» 指示 1
下の本文を読んで、次の質問に答えてください。
(a) IELTSは世界の何か国以上で受けられると書かれていますか。
(b) 大学や大学院に入るときの基準になることが多いのは、AcademicとGeneralのどちらですか。
(c) イギリスのビザ申請のために特別に作られたIELTSは、何という名前ですか。

留学にIELTSスコアはどの程度必要か
英語の民間検定試験と言えば、日本では英検やTOEFL、TOEICが主流にはなっていますが、IELTSの日本での受験生は年々増加しています。
その背景には、IELTSは英語の4技能で評価されるという点や、イギリス・オーストラリア・ニュージーランドへの留学で主に採用されてきた経緯がありますが、その広がりがTOEFLメインのアメリカやカナダでもIELTSの採用が広がってきているという背景も一因ともいえるでしょう。それでは、このIELTSの試験に関して詳しくご紹介し、どういった留学に使えるのか検証してみたいと思います。
IELTS試験の概要
イギリスやオーストラリア、アメリカなど世界140か国以上で受験することができるなど国際適用性が高い試験となっています。留学や仕事、また移住をする際など英語力を証明することができる試験となっています。
140か国、10,000以上の機関で認められているため、様々な国への留学や海外移住申請に向けて英語スキルの証明として幅広く利用することができます。また日本でも入試など採用例が増えています。
AcademicとGeneral
IELTSにはAcademicとGeneralといった2種類のテストから選ぶことができます。
Academic
Academicは学校向けの内容となっており、大学や大学院に入学する際に基準となることが多くなっています。
General
Generalは一般人向けであり、オーストラリアやカナダといった英語圏に移住申請をする場合、また英語圏で研修をする際にも利用されます。
IELTS for UKVI
イギリスのビザ申請に向けて特別に作られたIELTSです。イギリスのビザを申請する場合に、英語能力の証明が必要な場合は、このIELTS for UKVIのスコアで証明できないとイギリスのビザ申請上では英語能力の証明として認めてもらえません。

» データ

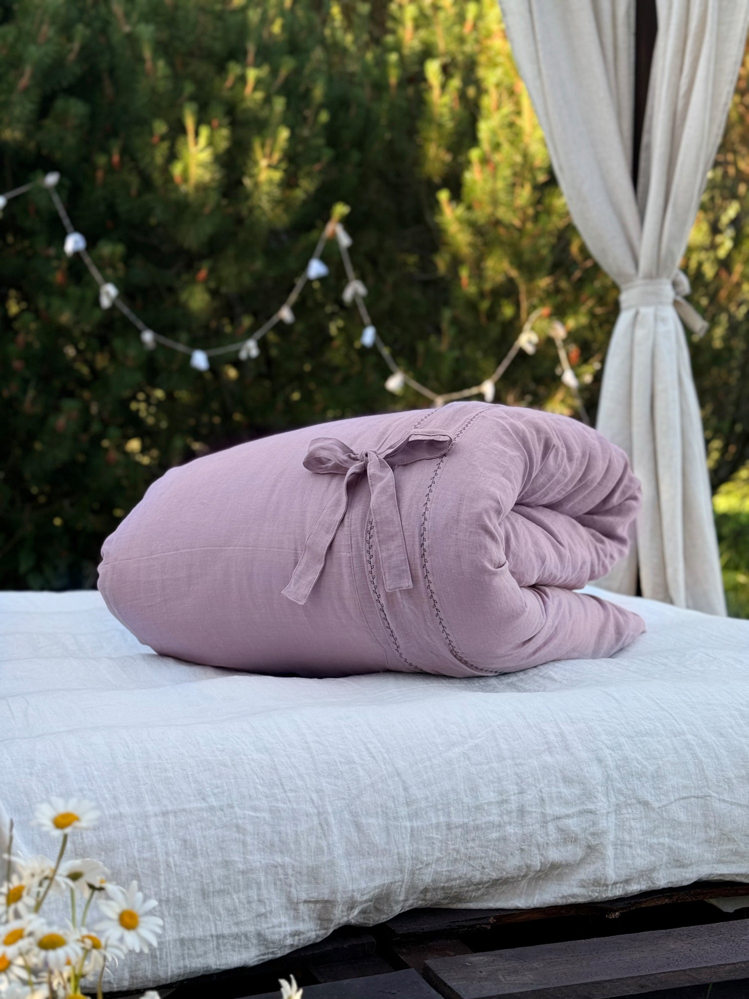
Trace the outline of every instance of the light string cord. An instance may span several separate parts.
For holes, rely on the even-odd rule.
[[[88,253],[85,237],[75,229],[75,226],[73,225],[70,216],[68,215],[68,212],[57,193],[56,189],[59,181],[60,174],[57,172],[51,172],[44,176],[41,184],[48,191],[52,204],[54,205],[67,234],[64,245],[65,254],[68,257],[78,255],[81,258],[86,266],[86,269],[99,288],[99,304],[102,309],[110,309],[112,307],[116,308],[140,332],[141,341],[147,349],[153,349],[157,346],[157,344],[161,344],[163,347],[167,347],[170,350],[179,351],[182,354],[188,354],[190,355],[191,366],[198,371],[208,371],[211,364],[210,359],[220,357],[222,355],[237,354],[239,355],[241,361],[255,360],[260,356],[258,342],[262,340],[263,337],[270,333],[271,330],[273,330],[279,323],[285,323],[286,325],[293,324],[295,321],[293,307],[302,294],[305,285],[308,281],[325,278],[330,273],[327,265],[323,263],[322,257],[327,243],[333,238],[336,238],[348,280],[348,284],[344,289],[344,302],[347,305],[354,303],[357,306],[363,324],[361,338],[362,345],[367,348],[375,347],[385,365],[389,369],[390,375],[384,383],[384,387],[388,392],[399,394],[404,386],[408,386],[408,388],[412,389],[420,396],[428,399],[435,408],[439,408],[444,406],[446,403],[451,403],[455,400],[469,399],[473,396],[483,396],[485,402],[491,403],[494,400],[497,382],[504,375],[517,354],[520,351],[524,351],[526,354],[530,355],[535,353],[539,337],[533,329],[534,325],[540,318],[548,317],[548,310],[545,307],[535,309],[523,323],[520,333],[513,341],[505,356],[496,366],[493,373],[489,376],[489,378],[484,379],[484,381],[480,384],[469,386],[466,389],[458,389],[454,392],[433,392],[425,385],[417,382],[396,364],[389,348],[377,333],[365,303],[365,297],[368,294],[367,288],[357,277],[354,264],[352,263],[351,254],[349,253],[349,249],[353,243],[352,238],[340,221],[335,218],[331,218],[318,238],[313,251],[313,256],[310,258],[307,268],[295,282],[291,292],[282,306],[276,310],[276,312],[273,313],[273,315],[266,320],[266,322],[258,330],[256,330],[254,334],[252,334],[252,336],[248,337],[242,343],[235,342],[233,344],[226,344],[223,347],[213,347],[206,350],[192,348],[187,344],[182,344],[177,340],[172,340],[170,337],[165,337],[163,334],[151,330],[143,322],[143,320],[133,312],[127,303],[122,300],[119,289],[111,282],[105,280],[101,271]],[[32,181],[28,184],[23,184],[20,187],[14,188],[11,191],[7,191],[4,194],[0,194],[0,211],[2,211],[8,202],[13,198],[18,198],[21,195],[28,194],[36,186],[37,183]],[[589,420],[580,396],[579,382],[572,365],[569,362],[569,357],[564,343],[567,335],[566,329],[558,320],[552,320],[549,327],[549,334],[554,341],[559,358],[561,381],[572,392],[580,419],[583,423],[587,424],[589,423]]]

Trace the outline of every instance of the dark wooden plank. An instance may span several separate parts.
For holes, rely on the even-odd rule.
[[[419,975],[424,963],[435,957],[457,957],[460,954],[472,954],[472,950],[457,937],[440,938],[437,940],[395,941],[389,948],[393,954],[413,968]]]
[[[448,999],[612,999],[749,976],[749,933],[737,920],[517,947],[427,961]]]
[[[642,891],[625,898],[550,905],[541,909],[409,909],[388,919],[382,926],[393,936],[450,935],[470,929],[488,929],[501,923],[522,923],[534,919],[555,919],[560,916],[602,915],[613,919],[622,912],[651,905],[697,902],[736,895],[749,896],[749,884],[738,884],[733,881],[698,881],[677,888]]]
[[[267,992],[252,999],[279,999],[279,992]],[[439,999],[423,978],[412,971],[391,971],[374,978],[354,978],[325,985],[306,985],[304,999]]]
[[[345,978],[365,978],[371,975],[386,975],[392,971],[378,954],[360,957],[355,961],[333,961],[328,964],[310,964],[310,971],[319,982],[339,982]]]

» 指示 2
エントリーの中から「several」を含む行をすべて集めてください。大文字と小文字は区別します。

» 回答 1
(a) 140か国以上
(b) Academic
(c) IELTS for UKVI

» 回答 2
Trace the outline of every instance of the light string cord. An instance may span several separate parts.
Trace the outline of every instance of the dark wooden plank. An instance may span several separate parts.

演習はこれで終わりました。